(Items from a dataset)
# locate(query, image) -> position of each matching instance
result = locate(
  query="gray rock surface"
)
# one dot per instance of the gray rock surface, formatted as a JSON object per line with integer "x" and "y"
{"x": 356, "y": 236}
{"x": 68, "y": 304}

### WORK ORDER
Your task is to retype all of the records exactly.

### SOLUTION
# locate(query, image) -> position of each matching instance
result = locate(
  query="gray rock surface"
)
# one dot per instance of the gray rock surface, formatted as a JSON object per line with integer "x" and "y"
{"x": 356, "y": 236}
{"x": 68, "y": 304}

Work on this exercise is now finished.